Rewrite every line of the data below, from the line containing "Q: For every instance of the lion" through the last line of the data, inclusive, and shift each coordinate in the answers by adding 100 to it. Keep all other lines and numbers unchanged.

── PROVIDED DATA ──

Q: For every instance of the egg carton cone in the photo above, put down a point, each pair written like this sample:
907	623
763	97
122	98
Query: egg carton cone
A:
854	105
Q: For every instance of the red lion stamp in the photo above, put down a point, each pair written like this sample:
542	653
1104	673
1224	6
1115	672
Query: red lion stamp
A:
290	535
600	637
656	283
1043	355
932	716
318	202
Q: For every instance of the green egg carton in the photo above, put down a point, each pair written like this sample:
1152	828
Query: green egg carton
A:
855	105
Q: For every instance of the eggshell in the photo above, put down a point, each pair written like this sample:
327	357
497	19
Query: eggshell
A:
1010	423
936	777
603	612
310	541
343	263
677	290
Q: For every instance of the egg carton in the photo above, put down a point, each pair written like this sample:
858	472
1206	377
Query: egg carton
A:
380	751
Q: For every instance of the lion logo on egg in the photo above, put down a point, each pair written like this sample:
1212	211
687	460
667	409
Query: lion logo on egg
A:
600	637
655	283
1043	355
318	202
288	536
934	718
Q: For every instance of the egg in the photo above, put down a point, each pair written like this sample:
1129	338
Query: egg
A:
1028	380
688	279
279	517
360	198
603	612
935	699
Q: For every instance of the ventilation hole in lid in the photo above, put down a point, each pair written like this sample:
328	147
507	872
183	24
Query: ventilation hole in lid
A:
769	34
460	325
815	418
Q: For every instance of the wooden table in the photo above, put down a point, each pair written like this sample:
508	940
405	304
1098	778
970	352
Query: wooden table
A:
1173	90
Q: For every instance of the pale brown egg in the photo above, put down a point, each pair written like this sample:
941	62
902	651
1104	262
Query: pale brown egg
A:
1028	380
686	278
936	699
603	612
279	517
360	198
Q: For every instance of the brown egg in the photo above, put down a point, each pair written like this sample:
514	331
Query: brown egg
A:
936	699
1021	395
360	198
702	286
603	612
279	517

───

■ **TASK ANSWER**:
Q: For every instance of the lion logo on egg in the photo above, put down a point, each pair written like this sample:
1212	211
687	460
667	409
Query: lion logo on egg
A:
700	737
755	383
1143	455
418	302
388	636
1034	818
Q: For every instance of the egg in the photo above, put down a point, each pair written like this sample:
1129	338
Query: egg
A:
1128	480
788	379
379	617
460	298
703	712
1035	799
Q: For every instance of the ventilation hole in lid in the photo above, put down a point, each pair written like this sample:
328	147
507	872
183	24
Query: ventilation hole in lid
A:
869	134
560	425
915	518
Q: For every instance of the wooden table in the photo above, put down a point, each pair written like this sample:
508	940
405	304
1098	778
970	352
Query: wooden table
A:
1273	190
Q: For every instance of the pale brown egg in the photo above, put down a point, each pair written like this sample:
941	62
902	651
1104	262
Query: pale brown egg
A:
1128	480
786	378
1036	799
703	712
379	617
460	298
Q: For every instance of the brown egg in the photo above, put down a point, each pair written like this sample:
514	331
Query: brown egg
A:
1036	799
1121	495
460	298
802	386
703	712
379	617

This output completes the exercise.